Requirements:
Set out every entry below as a numbered list with the blank lines removed. Leave the pictures out of your list.

Extracted material:
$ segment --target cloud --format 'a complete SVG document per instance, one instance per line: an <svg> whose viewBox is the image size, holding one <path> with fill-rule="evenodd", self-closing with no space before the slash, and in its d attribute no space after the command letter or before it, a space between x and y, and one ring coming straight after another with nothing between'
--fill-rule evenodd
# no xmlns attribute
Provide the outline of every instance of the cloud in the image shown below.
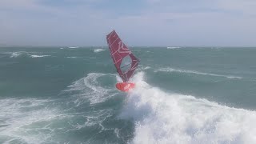
<svg viewBox="0 0 256 144"><path fill-rule="evenodd" d="M106 33L115 29L133 46L254 45L255 3L2 0L0 42L101 46L106 45Z"/></svg>

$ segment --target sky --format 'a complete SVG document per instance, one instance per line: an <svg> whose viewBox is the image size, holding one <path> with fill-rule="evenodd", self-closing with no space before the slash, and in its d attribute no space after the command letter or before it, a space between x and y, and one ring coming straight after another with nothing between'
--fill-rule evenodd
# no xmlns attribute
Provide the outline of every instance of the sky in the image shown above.
<svg viewBox="0 0 256 144"><path fill-rule="evenodd" d="M255 0L0 0L0 45L256 46Z"/></svg>

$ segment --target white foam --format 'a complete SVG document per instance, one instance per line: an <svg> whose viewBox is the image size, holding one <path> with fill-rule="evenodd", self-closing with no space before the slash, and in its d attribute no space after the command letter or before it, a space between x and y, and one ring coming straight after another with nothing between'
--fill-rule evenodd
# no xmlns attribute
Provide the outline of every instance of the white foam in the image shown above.
<svg viewBox="0 0 256 144"><path fill-rule="evenodd" d="M25 51L13 52L13 53L10 53L10 58L18 58L18 56L20 56L23 54L26 54L26 52Z"/></svg>
<svg viewBox="0 0 256 144"><path fill-rule="evenodd" d="M194 71L194 70L182 70L182 69L174 69L170 67L166 68L160 68L154 72L159 72L159 71L165 71L165 72L179 72L179 73L188 73L188 74L202 74L202 75L210 75L210 76L216 76L216 77L225 77L227 78L242 78L242 77L238 76L232 76L232 75L222 75L222 74L210 74L210 73L202 73L199 71Z"/></svg>
<svg viewBox="0 0 256 144"><path fill-rule="evenodd" d="M105 51L105 50L106 50L106 49L94 49L94 53L98 53L98 52Z"/></svg>
<svg viewBox="0 0 256 144"><path fill-rule="evenodd" d="M135 74L120 118L135 123L132 143L256 143L256 112L168 94Z"/></svg>
<svg viewBox="0 0 256 144"><path fill-rule="evenodd" d="M78 46L70 46L69 47L70 49L78 49L78 48L79 48Z"/></svg>
<svg viewBox="0 0 256 144"><path fill-rule="evenodd" d="M47 100L6 98L0 100L0 137L6 143L18 141L42 143L50 141L53 131L47 125L58 117L56 109L45 106Z"/></svg>
<svg viewBox="0 0 256 144"><path fill-rule="evenodd" d="M50 55L30 55L31 58L43 58L43 57L50 57Z"/></svg>
<svg viewBox="0 0 256 144"><path fill-rule="evenodd" d="M66 57L66 58L78 58L78 57Z"/></svg>
<svg viewBox="0 0 256 144"><path fill-rule="evenodd" d="M180 49L181 47L178 46L168 46L167 49Z"/></svg>

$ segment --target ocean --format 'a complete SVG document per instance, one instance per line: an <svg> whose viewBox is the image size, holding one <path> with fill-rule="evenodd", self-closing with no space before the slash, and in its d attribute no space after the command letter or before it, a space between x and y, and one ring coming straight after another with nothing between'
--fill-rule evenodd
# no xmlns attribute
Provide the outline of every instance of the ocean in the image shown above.
<svg viewBox="0 0 256 144"><path fill-rule="evenodd" d="M256 143L256 48L0 47L0 143Z"/></svg>

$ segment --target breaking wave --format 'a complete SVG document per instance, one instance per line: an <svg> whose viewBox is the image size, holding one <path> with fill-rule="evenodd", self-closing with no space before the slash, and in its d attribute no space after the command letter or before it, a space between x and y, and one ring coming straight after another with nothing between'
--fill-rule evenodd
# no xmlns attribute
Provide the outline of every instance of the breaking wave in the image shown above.
<svg viewBox="0 0 256 144"><path fill-rule="evenodd" d="M131 143L255 143L256 112L170 94L135 75L119 115L134 122Z"/></svg>

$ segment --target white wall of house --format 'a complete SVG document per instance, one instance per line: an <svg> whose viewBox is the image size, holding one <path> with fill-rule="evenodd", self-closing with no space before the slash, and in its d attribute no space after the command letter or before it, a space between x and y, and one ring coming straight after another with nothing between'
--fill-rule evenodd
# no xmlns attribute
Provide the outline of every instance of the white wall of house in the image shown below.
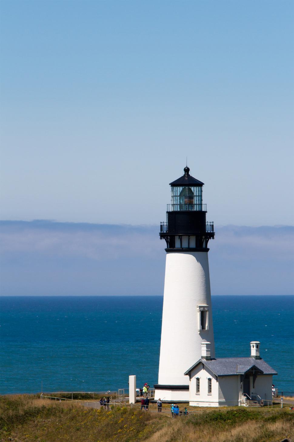
<svg viewBox="0 0 294 442"><path fill-rule="evenodd" d="M221 407L239 405L240 375L219 376L219 403Z"/></svg>
<svg viewBox="0 0 294 442"><path fill-rule="evenodd" d="M187 390L161 390L156 391L157 400L160 397L161 400L174 401L175 403L183 401L186 402L189 398Z"/></svg>
<svg viewBox="0 0 294 442"><path fill-rule="evenodd" d="M252 384L251 393L256 393L264 400L272 400L272 376L271 374L260 374L257 376L253 388Z"/></svg>

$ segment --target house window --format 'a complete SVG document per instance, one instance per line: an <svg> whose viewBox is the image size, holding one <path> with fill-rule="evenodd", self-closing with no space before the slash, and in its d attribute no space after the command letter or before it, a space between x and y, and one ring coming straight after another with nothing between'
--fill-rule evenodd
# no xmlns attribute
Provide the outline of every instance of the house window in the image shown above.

Finished answer:
1. $ segment --target cloud --format 'a complete SVG document per instance, one instance per line: an <svg> whose viewBox is the image size, holding one <path> with fill-rule="evenodd", self-closing with no space before the slash, and in its d attribute no space after the command letter or before it, a space between x and y, and one ring coming straight after another with nothing between'
2. --fill-rule evenodd
3. # no xmlns attribute
4. Provide the outline of every instance of the cloud in the image shown below.
5. <svg viewBox="0 0 256 144"><path fill-rule="evenodd" d="M106 33L115 29L133 46L254 45L255 3L2 0L0 42L101 46L106 45Z"/></svg>
6. $ segment --target sky --format 'a complete SVG document per instance, one instance per line: an <svg> whose viewBox is the image size, holding one <path> with fill-rule="evenodd", self-closing with no space before the slash, and in its d attribute no space after the command letter or before it, a space between x and y, and one ring coming straight after another with nothing between'
7. --fill-rule evenodd
8. # no xmlns attribute
9. Provide the outline of every instance of the sky in the image shown above.
10. <svg viewBox="0 0 256 144"><path fill-rule="evenodd" d="M255 0L0 0L0 45L256 46Z"/></svg>
11. $ segment --target white foam --format 'a complete SVG document per instance, one instance per line: an <svg> whose viewBox is the image size, holding one <path> with fill-rule="evenodd", self-closing with no space before the slash, and in its d attribute no space after the command letter or before it, a space between x and y, and one ring coming straight after another with nothing between'
12. --fill-rule evenodd
13. # no xmlns attribute
14. Provide the outline of every instance of the white foam in the image shown above.
15. <svg viewBox="0 0 256 144"><path fill-rule="evenodd" d="M25 51L13 52L13 53L10 53L10 58L18 58L18 56L20 56L23 54L26 54L26 52Z"/></svg>
16. <svg viewBox="0 0 256 144"><path fill-rule="evenodd" d="M194 71L194 70L182 70L182 69L174 69L170 67L166 68L160 68L154 72L159 72L159 71L165 71L165 72L179 72L179 73L188 73L188 74L202 74L202 75L210 75L210 76L216 76L216 77L225 77L227 78L242 78L242 77L238 76L232 76L232 75L222 75L222 74L210 74L210 73L202 73L199 71Z"/></svg>
17. <svg viewBox="0 0 256 144"><path fill-rule="evenodd" d="M105 51L105 50L106 50L106 49L94 49L94 53L98 53L98 52Z"/></svg>
18. <svg viewBox="0 0 256 144"><path fill-rule="evenodd" d="M135 74L120 118L135 123L132 143L256 143L256 112L168 94Z"/></svg>
19. <svg viewBox="0 0 256 144"><path fill-rule="evenodd" d="M78 46L70 46L69 47L70 49L78 49L78 48L79 48Z"/></svg>
20. <svg viewBox="0 0 256 144"><path fill-rule="evenodd" d="M47 100L6 98L0 100L0 137L6 143L18 141L42 143L50 141L53 131L47 125L58 117L56 109L45 106Z"/></svg>
21. <svg viewBox="0 0 256 144"><path fill-rule="evenodd" d="M50 55L30 55L31 58L43 58L43 57L50 57Z"/></svg>
22. <svg viewBox="0 0 256 144"><path fill-rule="evenodd" d="M66 57L66 58L78 58L78 57Z"/></svg>
23. <svg viewBox="0 0 256 144"><path fill-rule="evenodd" d="M180 49L181 47L178 46L168 46L167 49Z"/></svg>
24. $ segment --target ocean --format 'a complete SVG document per instance, one instance per line: an <svg> whose viewBox is the image size, holding one <path> with fill-rule="evenodd", self-closing with no space before the slash, and in its d attribute no space after the command letter or before it, a space between x and y, and one ring coming straight after another with nothing between'
25. --fill-rule evenodd
26. # no xmlns attribute
27. Provide the outline of every instance of the ocean in the image shown above.
28. <svg viewBox="0 0 256 144"><path fill-rule="evenodd" d="M256 143L256 48L0 47L0 143Z"/></svg>
29. $ segment --target breaking wave --format 'a complete SVG document per instance, one instance per line: an <svg> whose viewBox is the image size, holding one <path> with fill-rule="evenodd", self-closing with no space before the slash, and in its d attribute no space after the command letter or before it, a space between x and y, and one ring coming straight after another with nothing between'
30. --fill-rule evenodd
31. # no xmlns attribute
32. Provide the outline of every instance of the breaking wave in the image shown above.
33. <svg viewBox="0 0 256 144"><path fill-rule="evenodd" d="M131 143L255 143L256 112L170 94L135 75L119 115L134 122Z"/></svg>
34. $ segment --target white wall of house --format 'a complete SVG document per instance, one instance per line: an <svg> whose viewBox is the image size, holding one <path> with fill-rule="evenodd", self-closing with no space before the slash, and in its d attribute no space after the command letter or before it, a space between x and y, and one ring coming straight after another with nothing between'
35. --fill-rule evenodd
36. # no xmlns attribute
37. Provide the outline of every instance of the white wall of house in the image shown below.
38. <svg viewBox="0 0 294 442"><path fill-rule="evenodd" d="M221 407L239 405L240 375L219 376L219 403Z"/></svg>
39. <svg viewBox="0 0 294 442"><path fill-rule="evenodd" d="M187 390L161 390L156 391L157 400L160 397L161 400L174 401L175 403L183 401L186 402L189 398Z"/></svg>
40. <svg viewBox="0 0 294 442"><path fill-rule="evenodd" d="M252 384L251 393L256 393L264 400L272 400L272 376L271 374L260 374L257 376L253 388Z"/></svg>
41. $ segment --target house window --format 'a complete SVG document per instance, one instance per line: an <svg> whose viewBox is the image size, holding one <path> with fill-rule="evenodd", self-closing with no space before the slash, and in its d attribute no space after the command letter or before it, a space between x and y, and one ring coming straight after another with nothing between'
42. --fill-rule evenodd
43. # no xmlns attribute
44. Provide the outline of every instance of the house window in the image shown above.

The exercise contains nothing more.